The problem :: Your answer is a copy of every line in the records where "glass" appears.
++++++++
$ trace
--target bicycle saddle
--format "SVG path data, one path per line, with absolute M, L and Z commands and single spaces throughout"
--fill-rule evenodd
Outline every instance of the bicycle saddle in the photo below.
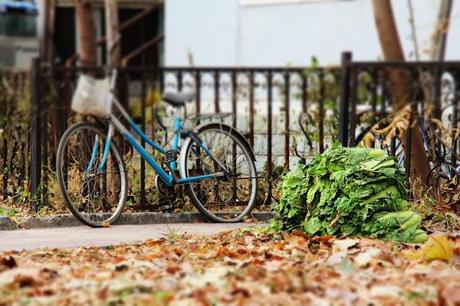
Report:
M 171 106 L 184 106 L 185 103 L 192 102 L 195 98 L 194 92 L 166 92 L 161 99 Z

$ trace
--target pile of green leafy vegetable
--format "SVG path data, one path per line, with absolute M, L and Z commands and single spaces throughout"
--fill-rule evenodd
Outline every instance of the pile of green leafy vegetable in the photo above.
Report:
M 275 210 L 278 230 L 414 243 L 428 238 L 421 217 L 408 208 L 404 175 L 382 150 L 334 145 L 283 178 Z

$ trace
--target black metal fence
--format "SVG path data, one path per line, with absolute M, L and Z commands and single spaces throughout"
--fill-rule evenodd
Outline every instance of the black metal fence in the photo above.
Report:
M 33 120 L 31 191 L 35 203 L 45 203 L 60 136 L 75 118 L 70 104 L 83 70 L 38 63 L 34 67 L 32 113 L 40 115 Z M 100 77 L 110 74 L 102 68 L 85 71 Z M 285 169 L 322 152 L 337 138 L 339 72 L 320 67 L 131 67 L 118 71 L 117 96 L 144 132 L 166 144 L 165 126 L 170 121 L 161 94 L 195 92 L 187 109 L 188 123 L 224 120 L 248 138 L 258 171 L 266 177 L 260 182 L 259 203 L 269 205 L 278 199 L 276 185 Z M 143 160 L 134 158 L 130 164 L 130 199 L 137 208 L 149 208 L 155 198 L 152 173 Z
M 2 199 L 27 198 L 30 169 L 30 75 L 0 71 L 0 185 Z
M 458 206 L 460 62 L 360 62 L 345 53 L 341 82 L 342 144 L 387 150 L 409 182 L 421 178 L 438 203 Z
M 430 179 L 452 179 L 459 149 L 459 67 L 459 62 L 354 62 L 350 54 L 343 55 L 342 67 L 332 68 L 128 67 L 119 70 L 117 95 L 141 128 L 166 144 L 169 110 L 160 103 L 161 94 L 194 91 L 195 102 L 187 109 L 189 124 L 224 120 L 243 132 L 255 151 L 257 169 L 265 177 L 260 182 L 259 204 L 269 205 L 279 197 L 277 186 L 283 171 L 309 160 L 336 140 L 345 146 L 383 147 L 410 169 L 411 159 L 405 156 L 414 152 L 411 146 L 403 148 L 401 137 L 412 136 L 413 122 L 420 122 L 426 134 Z M 410 123 L 392 127 L 394 84 L 389 74 L 395 69 L 411 84 L 405 97 Z M 51 186 L 55 152 L 60 136 L 75 120 L 70 104 L 82 71 L 34 62 L 32 120 L 24 132 L 30 131 L 31 150 L 26 159 L 30 173 L 26 176 L 30 175 L 35 209 L 59 201 Z M 109 73 L 97 67 L 85 71 L 98 76 Z M 407 121 L 407 116 L 402 118 Z M 150 208 L 148 204 L 156 197 L 153 173 L 142 160 L 133 158 L 130 164 L 131 204 L 135 209 Z M 433 185 L 445 183 L 446 179 Z

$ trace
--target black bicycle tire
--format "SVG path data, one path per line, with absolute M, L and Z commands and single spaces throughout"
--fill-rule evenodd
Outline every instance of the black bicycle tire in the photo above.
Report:
M 244 138 L 244 136 L 241 133 L 239 133 L 238 131 L 236 131 L 235 129 L 231 128 L 230 126 L 227 126 L 227 125 L 224 125 L 224 124 L 217 124 L 217 125 L 218 125 L 218 127 L 220 129 L 224 130 L 229 135 L 233 136 L 234 139 L 239 143 L 240 147 L 245 151 L 246 158 L 250 162 L 250 165 L 252 167 L 253 173 L 255 175 L 255 182 L 254 182 L 255 191 L 254 191 L 254 196 L 252 197 L 252 202 L 249 203 L 246 206 L 246 209 L 241 214 L 239 214 L 237 217 L 231 218 L 231 219 L 223 219 L 223 218 L 220 218 L 220 217 L 216 216 L 212 212 L 208 211 L 206 209 L 206 207 L 204 207 L 203 204 L 201 204 L 201 202 L 196 198 L 196 196 L 195 196 L 190 184 L 185 184 L 185 191 L 186 191 L 187 195 L 189 196 L 189 198 L 191 199 L 193 205 L 198 209 L 198 211 L 200 211 L 203 215 L 205 215 L 210 221 L 214 221 L 214 222 L 218 222 L 218 223 L 240 222 L 248 214 L 250 214 L 252 212 L 252 210 L 254 209 L 254 207 L 256 205 L 256 202 L 257 202 L 256 201 L 257 200 L 257 192 L 258 192 L 258 190 L 257 190 L 258 189 L 257 168 L 256 168 L 255 163 L 254 163 L 252 149 L 248 145 L 248 142 Z M 199 135 L 200 133 L 203 133 L 206 130 L 214 130 L 214 129 L 216 129 L 216 123 L 209 123 L 209 124 L 205 124 L 205 125 L 202 125 L 202 126 L 198 127 L 196 129 L 196 133 L 197 133 L 197 135 Z M 181 156 L 183 154 L 185 154 L 185 156 L 188 154 L 193 142 L 194 142 L 194 140 L 192 138 L 188 138 L 185 141 L 184 147 L 181 150 Z M 186 157 L 181 158 L 180 174 L 181 174 L 182 178 L 187 177 L 186 174 L 185 174 L 185 169 L 187 169 L 186 168 L 187 167 L 186 163 L 187 163 L 187 158 Z
M 76 123 L 76 124 L 70 126 L 64 132 L 64 134 L 61 137 L 61 140 L 59 141 L 59 146 L 58 146 L 58 150 L 57 150 L 57 154 L 56 154 L 56 176 L 57 176 L 57 179 L 58 179 L 58 184 L 59 184 L 59 188 L 61 190 L 61 194 L 63 195 L 63 198 L 64 198 L 64 204 L 70 210 L 72 215 L 78 221 L 80 221 L 81 223 L 83 223 L 85 225 L 88 225 L 90 227 L 94 227 L 94 228 L 105 227 L 107 225 L 113 224 L 114 222 L 116 222 L 118 220 L 118 218 L 120 218 L 121 214 L 123 213 L 124 207 L 126 205 L 126 198 L 127 198 L 127 193 L 128 193 L 128 177 L 127 177 L 126 165 L 125 165 L 125 162 L 124 162 L 124 160 L 122 158 L 122 155 L 120 154 L 120 151 L 118 150 L 116 144 L 112 142 L 111 150 L 113 150 L 113 152 L 115 154 L 115 157 L 118 160 L 119 166 L 121 166 L 123 174 L 120 173 L 120 175 L 124 176 L 124 181 L 125 181 L 125 188 L 124 188 L 125 192 L 124 192 L 124 195 L 122 196 L 123 200 L 121 201 L 121 204 L 119 204 L 121 207 L 117 208 L 116 212 L 108 219 L 107 222 L 99 224 L 99 223 L 88 221 L 86 218 L 84 218 L 80 214 L 80 212 L 72 204 L 72 201 L 70 200 L 67 192 L 65 191 L 66 190 L 65 182 L 64 182 L 63 175 L 61 173 L 61 169 L 62 169 L 61 166 L 62 166 L 62 160 L 63 160 L 62 155 L 64 154 L 64 148 L 65 148 L 65 145 L 67 144 L 67 139 L 72 135 L 72 133 L 75 130 L 80 129 L 82 127 L 90 127 L 90 128 L 93 128 L 93 129 L 101 130 L 101 128 L 99 126 L 95 125 L 95 124 L 91 124 L 91 123 L 88 123 L 88 122 L 80 122 L 80 123 Z M 101 134 L 104 135 L 104 133 L 102 133 L 102 132 L 101 132 Z

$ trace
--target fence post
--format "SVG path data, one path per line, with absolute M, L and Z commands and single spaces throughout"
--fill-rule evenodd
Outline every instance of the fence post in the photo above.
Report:
M 42 105 L 40 97 L 40 59 L 32 60 L 31 89 L 32 89 L 32 129 L 31 142 L 31 163 L 30 163 L 30 194 L 32 199 L 32 210 L 38 211 L 41 204 L 40 182 L 42 164 Z
M 351 52 L 342 53 L 342 72 L 340 80 L 339 141 L 348 146 L 349 112 L 350 112 L 350 76 Z

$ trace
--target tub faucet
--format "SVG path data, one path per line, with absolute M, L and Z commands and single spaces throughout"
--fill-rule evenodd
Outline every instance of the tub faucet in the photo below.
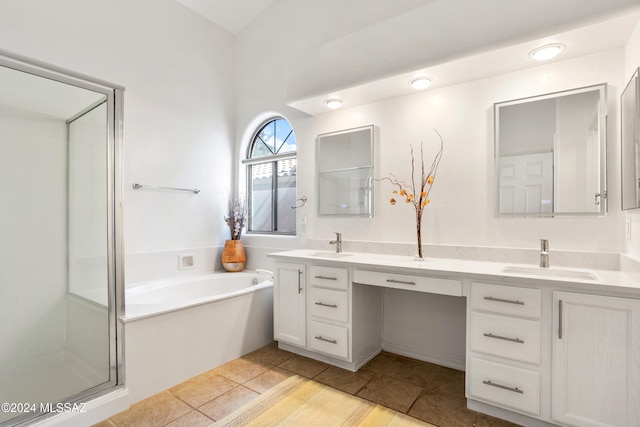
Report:
M 540 239 L 540 267 L 549 268 L 549 241 Z
M 329 242 L 330 245 L 336 245 L 336 253 L 342 253 L 342 234 L 336 233 L 336 240 Z

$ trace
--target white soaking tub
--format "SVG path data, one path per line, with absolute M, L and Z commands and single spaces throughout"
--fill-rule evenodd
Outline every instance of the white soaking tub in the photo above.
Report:
M 273 279 L 211 273 L 129 285 L 121 321 L 134 403 L 272 342 Z

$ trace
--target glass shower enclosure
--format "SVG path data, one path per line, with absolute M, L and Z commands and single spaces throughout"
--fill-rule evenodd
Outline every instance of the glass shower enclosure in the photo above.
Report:
M 0 52 L 0 426 L 122 383 L 121 123 L 122 88 Z

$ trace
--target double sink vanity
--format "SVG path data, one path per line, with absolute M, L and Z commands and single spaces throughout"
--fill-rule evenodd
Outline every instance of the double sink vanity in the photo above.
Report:
M 270 256 L 281 348 L 356 371 L 384 349 L 385 292 L 466 298 L 470 409 L 526 426 L 640 425 L 640 282 L 621 272 L 308 249 Z

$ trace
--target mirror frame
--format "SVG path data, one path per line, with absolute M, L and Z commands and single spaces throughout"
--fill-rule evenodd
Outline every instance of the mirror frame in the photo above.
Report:
M 320 158 L 321 158 L 321 152 L 323 149 L 323 144 L 326 142 L 330 142 L 332 138 L 343 138 L 345 135 L 355 134 L 360 132 L 369 132 L 369 136 L 368 136 L 369 158 L 365 159 L 365 163 L 368 162 L 368 164 L 364 165 L 363 163 L 363 165 L 360 165 L 360 166 L 354 165 L 353 167 L 339 168 L 336 170 L 328 170 L 328 171 L 322 170 L 322 167 L 320 165 Z M 373 192 L 374 157 L 373 156 L 374 156 L 374 140 L 375 140 L 374 135 L 375 135 L 374 125 L 360 126 L 357 128 L 344 129 L 336 132 L 329 132 L 329 133 L 323 133 L 318 135 L 316 139 L 316 194 L 317 194 L 316 200 L 318 204 L 317 212 L 319 217 L 367 217 L 367 218 L 373 217 L 373 206 L 374 206 L 374 192 Z M 368 197 L 365 202 L 365 205 L 359 212 L 354 212 L 354 213 L 330 212 L 330 209 L 328 210 L 326 206 L 322 205 L 321 199 L 323 194 L 323 188 L 321 185 L 322 183 L 320 181 L 320 176 L 322 174 L 354 173 L 356 171 L 365 170 L 365 169 L 369 169 L 368 178 L 367 178 L 367 187 L 360 188 L 360 190 L 368 192 Z
M 633 108 L 629 111 L 625 97 L 630 95 L 633 97 Z M 631 134 L 626 131 L 628 119 L 633 121 Z M 620 94 L 620 205 L 622 210 L 640 208 L 638 155 L 640 155 L 640 67 L 636 68 Z M 626 163 L 625 160 L 627 160 Z M 630 197 L 631 194 L 633 198 Z
M 542 213 L 500 213 L 500 108 L 524 104 L 533 101 L 541 101 L 545 99 L 560 98 L 563 96 L 576 95 L 584 92 L 599 92 L 598 102 L 598 140 L 599 150 L 598 156 L 600 162 L 598 165 L 599 174 L 599 188 L 598 193 L 594 196 L 600 208 L 594 212 L 542 212 Z M 518 98 L 510 101 L 502 101 L 494 104 L 493 118 L 494 118 L 494 215 L 496 218 L 553 218 L 553 217 L 567 217 L 567 216 L 604 216 L 607 213 L 607 83 L 600 83 L 596 85 L 584 86 L 580 88 L 568 89 L 558 92 L 551 92 L 542 95 L 535 95 L 525 98 Z M 553 153 L 554 159 L 556 153 Z M 555 162 L 554 162 L 555 163 Z M 554 193 L 556 189 L 554 188 Z M 554 194 L 555 197 L 555 194 Z

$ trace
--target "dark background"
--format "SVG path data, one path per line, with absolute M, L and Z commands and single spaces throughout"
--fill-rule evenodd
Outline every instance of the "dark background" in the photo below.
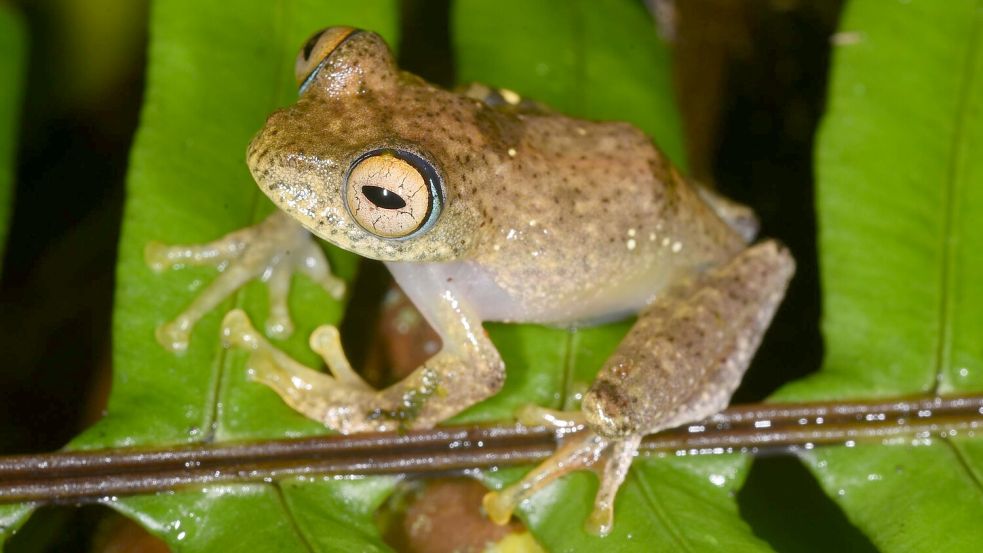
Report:
M 141 1 L 14 4 L 30 59 L 0 275 L 0 453 L 61 447 L 98 418 L 108 393 L 116 241 L 147 26 Z M 784 241 L 798 262 L 735 402 L 761 400 L 822 359 L 812 150 L 839 4 L 679 2 L 675 72 L 691 173 L 751 205 L 763 235 Z M 403 12 L 403 68 L 452 85 L 448 2 L 407 0 Z M 365 274 L 378 279 L 380 270 Z M 778 550 L 873 550 L 793 458 L 756 461 L 739 504 Z M 38 547 L 86 550 L 80 544 L 102 517 L 97 508 L 50 509 L 23 533 L 55 524 L 61 539 Z M 15 541 L 32 549 L 30 539 Z

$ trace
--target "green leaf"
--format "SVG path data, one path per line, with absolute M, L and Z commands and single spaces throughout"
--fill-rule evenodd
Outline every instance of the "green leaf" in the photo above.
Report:
M 14 154 L 20 120 L 21 81 L 26 50 L 23 25 L 16 13 L 0 4 L 0 270 L 13 202 Z
M 670 52 L 637 2 L 456 0 L 452 36 L 462 83 L 514 90 L 557 111 L 629 121 L 685 167 Z
M 167 445 L 324 432 L 262 386 L 247 383 L 244 357 L 219 344 L 219 321 L 235 305 L 266 317 L 266 292 L 247 286 L 196 328 L 176 356 L 154 340 L 214 277 L 207 269 L 154 274 L 147 242 L 204 242 L 258 221 L 272 206 L 252 182 L 245 148 L 274 109 L 294 101 L 293 60 L 316 30 L 357 25 L 394 41 L 395 0 L 155 2 L 141 125 L 131 155 L 117 271 L 113 387 L 106 417 L 71 447 Z M 351 255 L 329 252 L 351 277 Z M 295 279 L 297 329 L 282 347 L 315 364 L 306 344 L 342 306 Z M 215 486 L 107 504 L 139 520 L 176 551 L 385 550 L 371 523 L 391 479 L 286 480 Z M 361 502 L 361 504 L 359 503 Z M 368 502 L 368 503 L 366 503 Z M 365 505 L 372 504 L 373 508 Z M 361 505 L 361 506 L 360 506 Z M 11 517 L 10 524 L 17 521 Z M 6 523 L 5 523 L 6 524 Z M 338 529 L 357 528 L 346 538 Z
M 782 400 L 983 389 L 983 2 L 853 0 L 817 146 L 827 356 Z M 884 551 L 983 543 L 983 443 L 803 458 Z
M 20 17 L 0 4 L 0 270 L 13 202 L 14 154 L 20 120 L 26 36 Z M 30 507 L 0 505 L 0 546 L 27 518 Z
M 611 0 L 604 8 L 587 0 L 458 0 L 452 38 L 459 79 L 515 90 L 572 115 L 632 122 L 682 162 L 668 48 L 641 3 Z M 574 333 L 491 326 L 508 368 L 505 389 L 460 419 L 501 419 L 529 402 L 572 407 L 629 326 Z M 618 495 L 614 530 L 603 539 L 582 530 L 597 487 L 587 473 L 541 491 L 521 516 L 550 551 L 767 551 L 733 499 L 745 468 L 740 456 L 638 459 Z M 521 475 L 507 470 L 484 480 L 500 486 Z
M 7 539 L 27 522 L 33 508 L 31 505 L 0 505 L 0 550 Z

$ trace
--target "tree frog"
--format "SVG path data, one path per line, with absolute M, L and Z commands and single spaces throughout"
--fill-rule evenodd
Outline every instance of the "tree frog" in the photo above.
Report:
M 205 245 L 147 247 L 157 269 L 214 264 L 221 275 L 158 339 L 188 346 L 195 322 L 252 278 L 270 288 L 266 334 L 289 334 L 291 274 L 335 296 L 312 234 L 386 263 L 442 349 L 403 381 L 366 384 L 324 326 L 311 347 L 328 373 L 276 349 L 241 311 L 223 323 L 250 375 L 343 433 L 427 428 L 495 394 L 505 366 L 484 321 L 576 326 L 637 314 L 582 408 L 520 420 L 574 430 L 524 480 L 486 496 L 504 523 L 557 477 L 600 475 L 588 526 L 604 534 L 645 434 L 723 409 L 794 271 L 753 214 L 688 182 L 637 128 L 567 117 L 507 90 L 433 86 L 400 71 L 378 35 L 333 27 L 296 62 L 299 98 L 249 144 L 279 208 Z

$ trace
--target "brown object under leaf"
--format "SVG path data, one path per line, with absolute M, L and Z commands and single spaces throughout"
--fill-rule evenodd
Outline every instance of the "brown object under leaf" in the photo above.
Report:
M 440 351 L 440 336 L 406 294 L 392 283 L 379 314 L 377 347 L 369 351 L 366 379 L 391 384 L 409 376 Z
M 509 534 L 524 532 L 514 518 L 505 526 L 488 520 L 481 511 L 487 491 L 468 478 L 428 482 L 394 528 L 393 541 L 407 553 L 480 553 Z
M 99 524 L 92 539 L 94 553 L 170 553 L 163 540 L 142 526 L 118 514 L 111 514 Z

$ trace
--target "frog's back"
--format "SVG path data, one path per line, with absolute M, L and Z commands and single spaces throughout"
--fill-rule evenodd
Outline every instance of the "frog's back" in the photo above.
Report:
M 479 193 L 477 265 L 505 296 L 490 318 L 565 322 L 635 311 L 744 241 L 640 130 L 505 115 L 521 133 Z

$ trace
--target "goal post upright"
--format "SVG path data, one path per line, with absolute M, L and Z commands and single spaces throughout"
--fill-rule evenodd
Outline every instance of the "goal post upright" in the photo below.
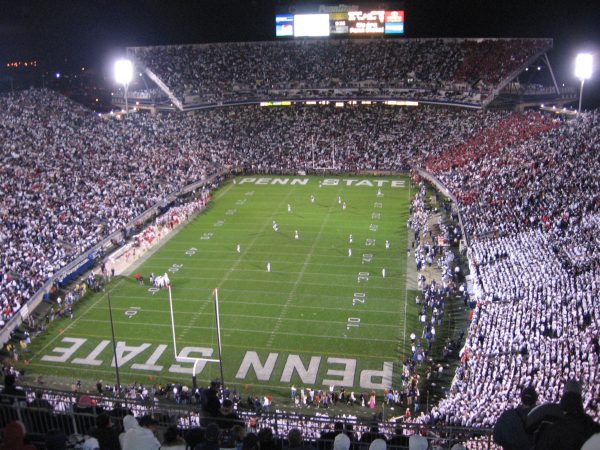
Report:
M 221 351 L 221 319 L 219 314 L 219 289 L 214 288 L 215 294 L 215 323 L 217 324 L 217 348 L 219 350 L 219 367 L 221 369 L 221 389 L 225 389 L 225 377 L 223 376 L 223 356 Z
M 194 364 L 194 366 L 192 368 L 192 383 L 194 386 L 196 385 L 196 374 L 198 373 L 197 372 L 198 365 L 201 362 L 218 362 L 219 366 L 221 368 L 221 385 L 223 385 L 224 377 L 223 377 L 223 360 L 221 357 L 221 355 L 222 355 L 222 352 L 221 352 L 221 329 L 220 329 L 219 312 L 218 312 L 218 298 L 216 298 L 216 295 L 215 295 L 215 314 L 217 317 L 217 345 L 218 345 L 219 359 L 190 358 L 187 356 L 179 356 L 179 353 L 177 352 L 177 338 L 175 337 L 175 316 L 173 314 L 173 294 L 171 292 L 171 285 L 168 285 L 168 289 L 169 289 L 169 310 L 171 313 L 171 332 L 172 332 L 172 336 L 173 336 L 173 356 L 175 358 L 175 361 Z M 217 289 L 215 288 L 213 290 L 213 293 L 216 294 L 216 291 L 217 291 Z
M 175 355 L 175 359 L 179 353 L 177 353 L 177 340 L 175 339 L 175 317 L 173 316 L 173 296 L 171 294 L 171 285 L 169 284 L 169 309 L 171 311 L 171 332 L 173 333 L 173 354 Z

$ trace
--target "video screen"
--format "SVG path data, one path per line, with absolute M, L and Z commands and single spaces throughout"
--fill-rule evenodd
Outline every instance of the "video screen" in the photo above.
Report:
M 329 14 L 295 14 L 294 36 L 329 36 Z

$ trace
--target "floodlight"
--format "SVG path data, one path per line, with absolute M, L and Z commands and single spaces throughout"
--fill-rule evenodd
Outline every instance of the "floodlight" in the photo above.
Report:
M 592 77 L 592 55 L 580 53 L 575 59 L 575 76 L 580 80 L 589 80 Z
M 129 110 L 127 104 L 127 88 L 133 80 L 133 64 L 128 59 L 119 59 L 115 62 L 115 80 L 125 88 L 125 112 Z
M 580 53 L 575 58 L 575 76 L 581 80 L 579 88 L 579 109 L 581 112 L 581 98 L 583 96 L 583 82 L 592 78 L 592 55 L 590 53 Z
M 115 62 L 115 80 L 125 85 L 133 79 L 133 64 L 128 59 L 120 59 Z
++++++++
Answer section ::
--target glass shower enclosure
Outline every instance of the glass shower enclosure in the photo above.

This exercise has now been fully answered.